*EXERCISE GOAL:*
Return the listing in full. Keep every word as it stands.

+ + + +

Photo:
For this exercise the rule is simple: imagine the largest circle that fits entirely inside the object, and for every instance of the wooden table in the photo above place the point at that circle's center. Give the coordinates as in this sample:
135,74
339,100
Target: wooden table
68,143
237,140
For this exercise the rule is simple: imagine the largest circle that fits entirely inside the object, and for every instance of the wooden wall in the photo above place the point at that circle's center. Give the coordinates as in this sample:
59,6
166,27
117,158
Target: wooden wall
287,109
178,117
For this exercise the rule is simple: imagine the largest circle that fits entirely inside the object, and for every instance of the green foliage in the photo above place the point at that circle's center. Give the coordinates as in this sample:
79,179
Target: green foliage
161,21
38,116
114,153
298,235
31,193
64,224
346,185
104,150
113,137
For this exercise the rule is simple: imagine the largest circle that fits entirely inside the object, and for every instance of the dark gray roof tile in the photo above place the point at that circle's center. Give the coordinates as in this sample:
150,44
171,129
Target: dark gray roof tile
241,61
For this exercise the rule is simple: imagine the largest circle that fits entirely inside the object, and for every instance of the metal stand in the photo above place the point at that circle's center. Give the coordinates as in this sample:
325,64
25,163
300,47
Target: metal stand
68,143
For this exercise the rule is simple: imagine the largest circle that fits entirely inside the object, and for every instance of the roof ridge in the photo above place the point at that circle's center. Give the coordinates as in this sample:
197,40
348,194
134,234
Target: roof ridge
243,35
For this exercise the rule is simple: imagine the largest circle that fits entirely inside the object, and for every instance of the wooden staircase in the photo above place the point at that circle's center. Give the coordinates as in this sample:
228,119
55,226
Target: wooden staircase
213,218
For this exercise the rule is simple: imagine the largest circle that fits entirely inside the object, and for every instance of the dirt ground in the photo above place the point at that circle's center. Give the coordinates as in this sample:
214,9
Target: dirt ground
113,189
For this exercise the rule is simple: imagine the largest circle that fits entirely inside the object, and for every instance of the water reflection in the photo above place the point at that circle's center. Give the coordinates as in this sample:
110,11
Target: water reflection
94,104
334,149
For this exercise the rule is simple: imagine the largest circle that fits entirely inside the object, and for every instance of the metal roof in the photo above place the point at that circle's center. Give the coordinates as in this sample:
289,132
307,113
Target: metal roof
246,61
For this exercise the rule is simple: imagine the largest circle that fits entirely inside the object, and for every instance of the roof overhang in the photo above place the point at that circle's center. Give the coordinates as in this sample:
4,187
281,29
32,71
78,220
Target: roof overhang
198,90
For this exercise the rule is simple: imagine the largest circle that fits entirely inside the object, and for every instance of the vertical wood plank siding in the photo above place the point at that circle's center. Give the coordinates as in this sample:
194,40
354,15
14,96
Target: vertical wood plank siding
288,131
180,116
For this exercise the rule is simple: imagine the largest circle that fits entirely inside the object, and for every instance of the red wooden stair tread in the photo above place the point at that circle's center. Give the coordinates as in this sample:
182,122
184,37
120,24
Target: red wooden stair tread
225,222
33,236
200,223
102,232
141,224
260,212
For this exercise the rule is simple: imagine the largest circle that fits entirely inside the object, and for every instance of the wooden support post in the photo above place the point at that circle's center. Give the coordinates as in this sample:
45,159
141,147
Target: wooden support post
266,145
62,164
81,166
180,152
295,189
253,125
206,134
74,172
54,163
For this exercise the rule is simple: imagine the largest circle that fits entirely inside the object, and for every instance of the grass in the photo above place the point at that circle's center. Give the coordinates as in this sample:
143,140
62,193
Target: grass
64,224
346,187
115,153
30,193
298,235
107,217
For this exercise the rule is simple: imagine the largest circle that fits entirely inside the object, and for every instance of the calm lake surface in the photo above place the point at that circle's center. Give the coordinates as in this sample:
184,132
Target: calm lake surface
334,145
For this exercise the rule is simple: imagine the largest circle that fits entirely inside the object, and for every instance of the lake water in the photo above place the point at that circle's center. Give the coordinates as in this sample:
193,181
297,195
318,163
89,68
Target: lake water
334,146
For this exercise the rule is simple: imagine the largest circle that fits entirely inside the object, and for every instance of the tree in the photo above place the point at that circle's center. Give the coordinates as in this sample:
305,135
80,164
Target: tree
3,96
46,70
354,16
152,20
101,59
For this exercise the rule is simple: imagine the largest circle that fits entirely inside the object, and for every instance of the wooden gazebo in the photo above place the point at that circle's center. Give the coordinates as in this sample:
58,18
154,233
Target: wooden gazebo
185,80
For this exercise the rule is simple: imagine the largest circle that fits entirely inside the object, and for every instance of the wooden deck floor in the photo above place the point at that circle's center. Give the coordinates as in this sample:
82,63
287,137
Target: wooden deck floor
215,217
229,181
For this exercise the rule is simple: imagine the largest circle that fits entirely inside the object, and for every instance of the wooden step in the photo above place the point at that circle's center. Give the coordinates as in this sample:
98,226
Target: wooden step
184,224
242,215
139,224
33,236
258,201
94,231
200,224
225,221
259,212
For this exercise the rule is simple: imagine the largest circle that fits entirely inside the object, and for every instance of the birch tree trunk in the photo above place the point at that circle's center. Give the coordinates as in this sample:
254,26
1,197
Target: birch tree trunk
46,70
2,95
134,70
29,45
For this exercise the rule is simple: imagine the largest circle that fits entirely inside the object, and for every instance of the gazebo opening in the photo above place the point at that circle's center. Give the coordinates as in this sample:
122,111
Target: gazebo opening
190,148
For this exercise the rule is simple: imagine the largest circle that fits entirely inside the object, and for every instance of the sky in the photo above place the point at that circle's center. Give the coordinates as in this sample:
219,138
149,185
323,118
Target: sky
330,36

+ + + +

*EXERCISE RESULT:*
Photo:
For this exercise the rule is simple: imagine the largest circle that fits entirely inside the object, and for every instance of the wooden table in the photo above place the point at that circle's center. Give the coordinates as in this sample:
135,74
339,100
Target: wooden table
68,143
237,140
For this exercise the rule is simple: imagine the largest circle that fits entirely inside the object, and for every instance of the wooden wall in the photo above place the point at that circle's center. Give the coordinates as in this sample:
59,6
166,27
117,158
Target: wooden wall
287,109
178,117
For this exercise the rule is simple: imagine the largest circle that fits entirely inside the object, and for every instance of the green foliage in the photo above place the point at that circle's center. Give the coordinates as in this sample:
79,179
Target: green foliage
161,21
38,116
114,153
298,235
31,193
64,224
346,185
104,150
113,137
For this exercise the rule is simple: imagine the largest circle that fits entirely inside the object, and for every instance of the dark gray roof tile in the photo above place the point at that circle's center. Give the coordinates as in this sample:
150,44
171,129
Target: dark gray roof tile
241,61
For this exercise the rule is simple: imagine the largest circle that fits entirely inside the object, and for every instance of the metal stand in the photo above place the point at that circle's center. Give the coordinates as in this sample:
325,64
25,163
300,47
Target: metal stand
68,143
For this exercise the rule is simple: imagine the largest circle that fits entirely inside the object, and for every instance of the roof ridge in the photo above place the point at that circle's center. Give the coordinates as in this sample:
197,40
348,194
134,234
Target: roof ridge
243,35
For this exercise the rule is simple: imagine the largest circle that fits entirely inside the object, and for every instance of the wooden staircase in the photo above place the point at that circle's center. Give the coordinates as in this sample:
228,119
55,226
Target: wooden staircase
213,218
For this exercise the rule is simple: imagine the largest circle that fits entirely inside the object, and for every instance of the dirt ground in the photo above place the point at that circle's center. Give the coordinates as in this sample:
214,9
Target: dirt ground
113,189
For this exercise the rule is simple: imagine the largest circle that fits entirely inside the object, and for every instance of the water reflection in the photo above place the point at that circle's center. Give the coordinates as in this sample:
110,11
Target: water reflection
94,104
334,149
For this exercise the rule is simple: imagine the largest circle that fits entirely inside the object, and for every instance of the metal roof in the photo above place the point at that circle's center. Give the coordinates as in this sample:
289,132
307,113
Target: metal roof
246,61
For this exercise the rule is simple: imagine the largest circle that fits entirely inside the object, and for every instance of the roof overhang in the photo above place the point at that circle's center. Give the coordinates as in this sample:
4,187
281,29
32,71
78,220
Target: roof overhang
198,90
For this exercise the rule is simple: imagine the largest circle that fits entirely inside the object, and for every instance of the vertical wood plank siding in the photo above place the point at that circle's center. Give the coordinates as in this sample:
194,40
354,15
14,96
Target: vertical wood plank siding
288,131
180,116
For this exercise the rule is simple: imagine the largest circle that fits entirely inside the object, and for every instance of the red wooden stair tread in the photo above place the point at that circle's center. Give the coordinates as in this sample:
182,122
184,37
120,24
Target: red wooden stair tread
225,222
33,236
200,223
102,232
141,224
260,212
For this exercise the rule is simple: imagine the largest circle that fits entirely inside the object, and for every instance of the wooden support post in the photo above place the point at that circle's center. Give the coordinates as in this sample:
45,159
141,147
Target: wooden support post
266,145
62,164
81,166
180,152
295,189
253,125
206,134
74,172
54,163
For this exercise the rule is simple: imagine the largest circle that fits entirely inside the object, and for every instance of the grass in the photo above place the point at that circle's center. Give the coordinates as in this sample:
143,140
62,193
Target: grass
64,224
346,187
115,153
30,193
298,235
107,217
For this exercise the rule is simple: imagine the largest circle that fits entirely inside the object, and for every instance of the calm lake surface in the photo above place the point at that circle's center. Give the coordinates as in this sample:
184,132
Target: calm lake surface
334,145
For this exercise the rule is simple: imagine the largest circle that fits entirely inside the object, and for every instance of the lake water in the photo above place the point at that circle's center. Give the coordinates as in this sample:
193,181
297,195
318,163
89,68
Target: lake water
334,146
For this exercise the rule is simple: imagine the largest circle that fits entirely inside the object, and for every instance of the tree in the photo above place the point at that circle's center. Give the coordinates as in this sample:
305,135
80,164
Target: tree
3,96
46,70
354,16
152,20
101,59
For this exercise the rule is simple: imagine the largest circle that fits entirely inside the object, and for every instance of the wooden gazebo in the photo above place the point at that circle's center. Give the coordinates as in this sample:
58,18
154,233
Target: wooden gazebo
185,80
For this exercise the rule is simple: imagine the largest circle that fits entirely inside the object, and for every instance of the wooden deck floor in the photo above place the point at that circle's center. Give the coordinates as in this sample:
82,63
287,137
Target: wooden deck floor
215,217
229,181
For this exercise the rule is simple: imagine the largest circle that fits entirely inside the object, and for every instance of the wooden step in the photo above place the point at that circle's center. Give the coordinates as in this sample:
98,226
Target: wooden step
184,224
242,215
139,224
33,236
258,201
94,231
200,224
225,221
259,212
For this exercise the rule is simple: imagine the largest circle that fits entirely inside the object, and for every instance of the birch tree trunk in the photo above place the point at that circle's center. Give the coordinates as in this sample:
254,26
1,197
Target: birch tree trunk
46,70
2,95
134,70
29,45
For this exercise the rule is simple: imagine the largest circle that fits entirely inside the object, and for every instance of the gazebo opening in the photo above place the point at that circle's center. Give the coordinates as in this sample:
122,111
Target: gazebo opening
190,148
For this exercise the rule is simple: imagine the largest circle that fits entirely inside the object, and for every instance of the sky in the photo above place the point at that circle's center. Give the coordinates as in this sample:
219,138
149,185
323,118
Target: sky
330,36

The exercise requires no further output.